[Consegna]:
Mostra, per favore, tutte le righe dei dati qui sotto in cui compare la parola "woman", copiandole per intero.

□ □ □ □ □ □ □

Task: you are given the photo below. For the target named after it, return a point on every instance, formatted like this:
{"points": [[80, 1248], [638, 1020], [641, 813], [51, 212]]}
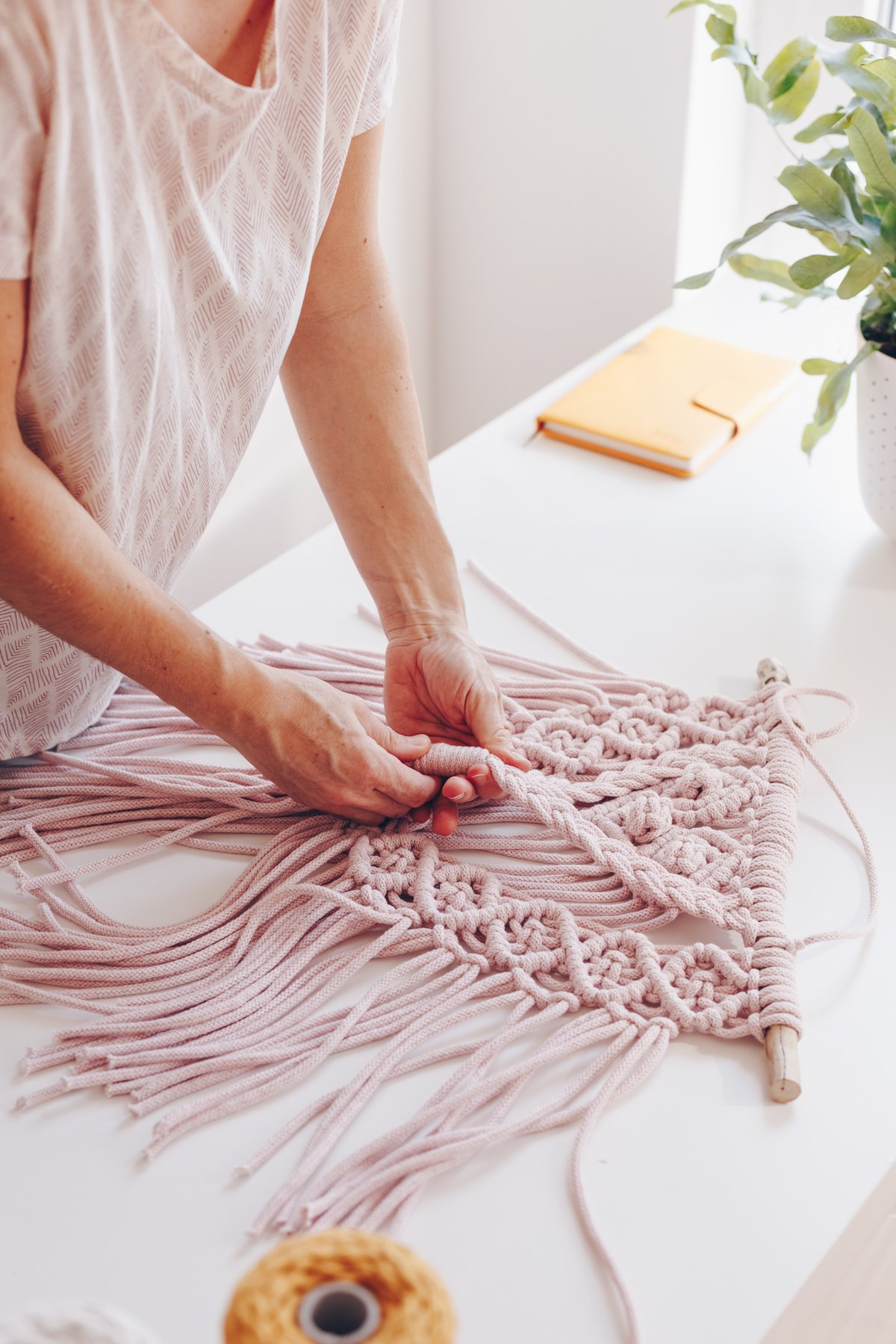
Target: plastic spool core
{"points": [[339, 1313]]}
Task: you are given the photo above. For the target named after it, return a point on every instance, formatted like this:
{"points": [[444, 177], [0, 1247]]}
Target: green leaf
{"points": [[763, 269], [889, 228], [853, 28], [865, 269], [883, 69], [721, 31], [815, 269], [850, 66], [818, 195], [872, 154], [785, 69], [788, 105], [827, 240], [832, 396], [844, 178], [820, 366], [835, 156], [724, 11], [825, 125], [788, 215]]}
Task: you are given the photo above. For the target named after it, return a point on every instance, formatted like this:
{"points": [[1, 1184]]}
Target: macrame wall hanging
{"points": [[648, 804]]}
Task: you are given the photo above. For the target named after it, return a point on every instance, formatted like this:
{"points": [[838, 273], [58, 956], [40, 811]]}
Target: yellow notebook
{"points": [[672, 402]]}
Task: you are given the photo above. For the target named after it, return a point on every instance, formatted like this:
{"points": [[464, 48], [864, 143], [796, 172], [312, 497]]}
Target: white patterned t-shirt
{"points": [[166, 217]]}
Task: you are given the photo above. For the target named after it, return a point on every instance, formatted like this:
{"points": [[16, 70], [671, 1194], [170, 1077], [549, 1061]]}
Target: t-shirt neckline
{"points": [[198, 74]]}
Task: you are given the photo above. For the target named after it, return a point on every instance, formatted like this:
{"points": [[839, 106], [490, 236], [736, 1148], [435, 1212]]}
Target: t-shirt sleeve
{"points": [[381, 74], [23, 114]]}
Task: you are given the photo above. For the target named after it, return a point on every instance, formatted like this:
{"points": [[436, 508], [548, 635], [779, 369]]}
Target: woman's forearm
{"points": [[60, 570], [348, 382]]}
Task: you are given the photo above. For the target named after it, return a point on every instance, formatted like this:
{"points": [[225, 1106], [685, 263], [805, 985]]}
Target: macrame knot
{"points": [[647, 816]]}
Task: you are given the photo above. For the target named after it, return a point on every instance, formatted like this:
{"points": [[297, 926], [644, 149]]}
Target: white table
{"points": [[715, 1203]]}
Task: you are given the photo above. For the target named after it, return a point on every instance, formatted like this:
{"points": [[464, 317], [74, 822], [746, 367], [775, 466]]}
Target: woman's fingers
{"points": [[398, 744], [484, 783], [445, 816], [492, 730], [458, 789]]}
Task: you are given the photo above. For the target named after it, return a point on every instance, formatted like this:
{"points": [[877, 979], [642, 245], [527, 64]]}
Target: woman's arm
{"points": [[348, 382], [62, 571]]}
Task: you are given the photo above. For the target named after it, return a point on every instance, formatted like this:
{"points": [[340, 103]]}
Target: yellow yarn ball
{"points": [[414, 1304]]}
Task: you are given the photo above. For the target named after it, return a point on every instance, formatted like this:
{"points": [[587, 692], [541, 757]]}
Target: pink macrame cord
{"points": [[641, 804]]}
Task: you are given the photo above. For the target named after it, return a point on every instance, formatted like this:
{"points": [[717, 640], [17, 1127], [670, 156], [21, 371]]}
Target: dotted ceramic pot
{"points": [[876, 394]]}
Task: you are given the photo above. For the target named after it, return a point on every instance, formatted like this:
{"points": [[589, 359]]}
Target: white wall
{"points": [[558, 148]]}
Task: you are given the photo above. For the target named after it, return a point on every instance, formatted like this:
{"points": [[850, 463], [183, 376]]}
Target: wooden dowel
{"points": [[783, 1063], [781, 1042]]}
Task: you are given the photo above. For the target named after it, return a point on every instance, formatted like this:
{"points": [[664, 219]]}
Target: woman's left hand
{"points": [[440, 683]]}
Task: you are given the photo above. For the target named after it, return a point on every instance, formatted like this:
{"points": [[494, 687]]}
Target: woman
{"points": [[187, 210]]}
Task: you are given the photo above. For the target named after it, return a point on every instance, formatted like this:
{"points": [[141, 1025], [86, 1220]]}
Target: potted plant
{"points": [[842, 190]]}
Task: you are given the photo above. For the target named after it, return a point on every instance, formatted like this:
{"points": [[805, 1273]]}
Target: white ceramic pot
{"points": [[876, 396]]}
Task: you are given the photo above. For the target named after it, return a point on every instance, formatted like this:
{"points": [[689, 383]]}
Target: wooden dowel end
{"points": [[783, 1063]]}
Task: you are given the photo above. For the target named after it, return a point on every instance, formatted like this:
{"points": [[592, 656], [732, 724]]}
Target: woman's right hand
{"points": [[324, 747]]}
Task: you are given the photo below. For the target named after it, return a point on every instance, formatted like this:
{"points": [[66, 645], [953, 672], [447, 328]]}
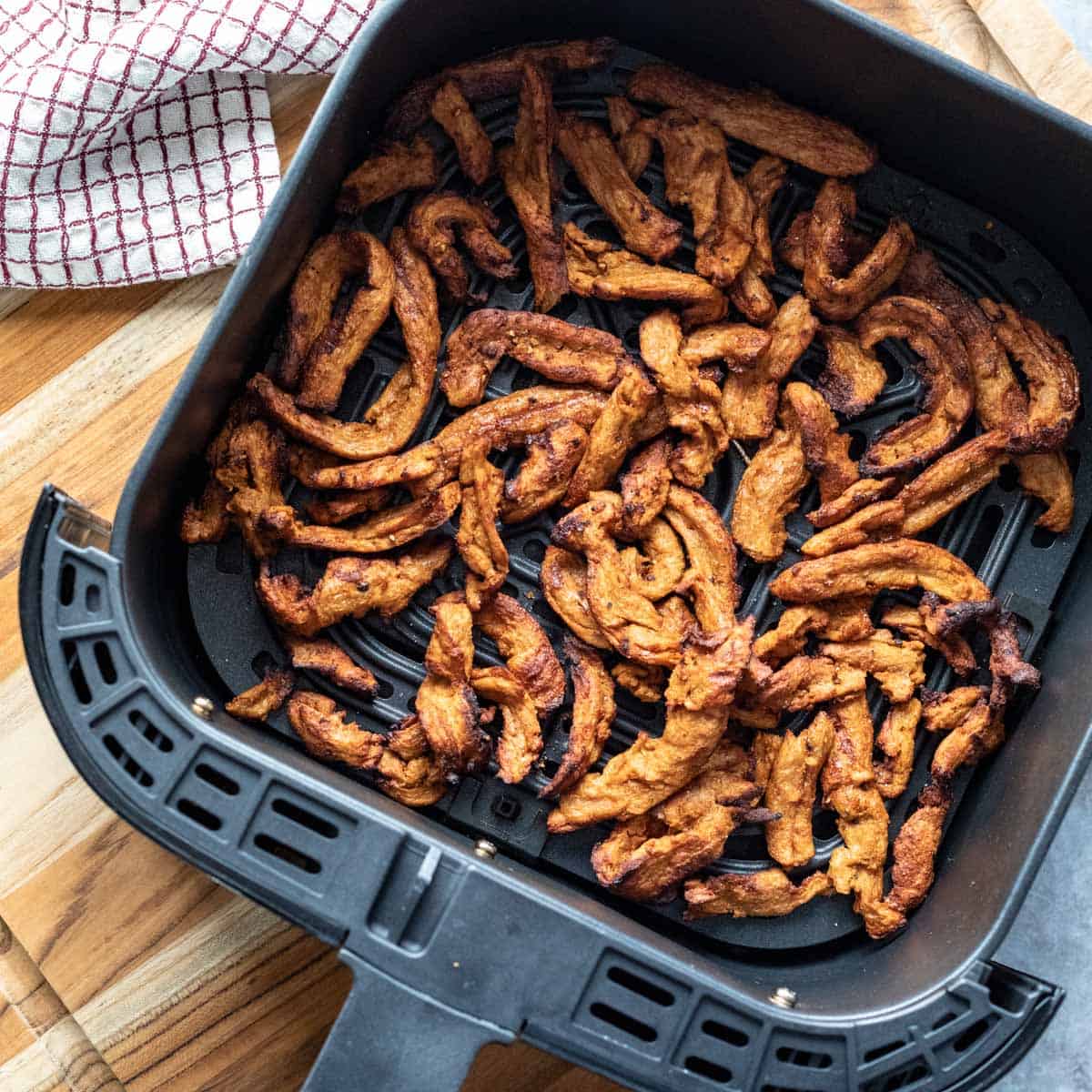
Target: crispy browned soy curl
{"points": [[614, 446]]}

□ □ □ □ □ □ □

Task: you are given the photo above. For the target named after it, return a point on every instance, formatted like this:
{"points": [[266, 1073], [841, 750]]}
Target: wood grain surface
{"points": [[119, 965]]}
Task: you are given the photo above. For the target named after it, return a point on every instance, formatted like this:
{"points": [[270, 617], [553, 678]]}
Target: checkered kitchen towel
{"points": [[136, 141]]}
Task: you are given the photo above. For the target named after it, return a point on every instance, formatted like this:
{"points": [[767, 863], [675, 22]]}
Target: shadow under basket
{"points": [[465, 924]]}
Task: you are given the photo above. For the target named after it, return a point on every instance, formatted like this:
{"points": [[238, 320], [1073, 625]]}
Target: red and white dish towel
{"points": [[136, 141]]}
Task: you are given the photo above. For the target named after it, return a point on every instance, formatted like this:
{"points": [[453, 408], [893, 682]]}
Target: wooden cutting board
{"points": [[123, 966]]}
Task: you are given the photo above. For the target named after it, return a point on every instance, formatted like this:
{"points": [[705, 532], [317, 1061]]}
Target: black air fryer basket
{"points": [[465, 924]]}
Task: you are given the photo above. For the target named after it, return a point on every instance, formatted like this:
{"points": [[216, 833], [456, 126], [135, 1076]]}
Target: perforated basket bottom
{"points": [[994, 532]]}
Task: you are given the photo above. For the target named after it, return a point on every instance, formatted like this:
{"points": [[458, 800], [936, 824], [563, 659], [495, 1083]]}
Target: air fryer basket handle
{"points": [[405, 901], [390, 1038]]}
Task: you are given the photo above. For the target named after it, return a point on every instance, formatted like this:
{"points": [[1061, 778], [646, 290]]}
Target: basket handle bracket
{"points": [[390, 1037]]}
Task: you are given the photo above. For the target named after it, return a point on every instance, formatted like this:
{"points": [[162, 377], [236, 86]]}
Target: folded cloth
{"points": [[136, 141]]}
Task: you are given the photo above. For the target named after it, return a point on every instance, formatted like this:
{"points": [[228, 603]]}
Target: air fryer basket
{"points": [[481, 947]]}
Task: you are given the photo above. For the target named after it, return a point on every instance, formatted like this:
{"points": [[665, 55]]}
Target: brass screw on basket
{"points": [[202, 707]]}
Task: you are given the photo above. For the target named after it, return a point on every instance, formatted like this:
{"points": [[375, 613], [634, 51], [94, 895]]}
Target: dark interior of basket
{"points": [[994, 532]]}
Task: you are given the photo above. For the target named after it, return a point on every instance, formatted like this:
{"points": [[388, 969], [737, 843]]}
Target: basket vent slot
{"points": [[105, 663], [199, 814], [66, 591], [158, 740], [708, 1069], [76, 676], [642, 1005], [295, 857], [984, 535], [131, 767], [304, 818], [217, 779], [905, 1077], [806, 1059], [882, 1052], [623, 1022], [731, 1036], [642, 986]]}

□ □ □ □ □ □ □

[Soluzione qui sotto]:
Target: woman's forearm
Target: woman's fingers
Target: woman's arm
Target: woman's left hand
Target: woman
Target: woman's right hand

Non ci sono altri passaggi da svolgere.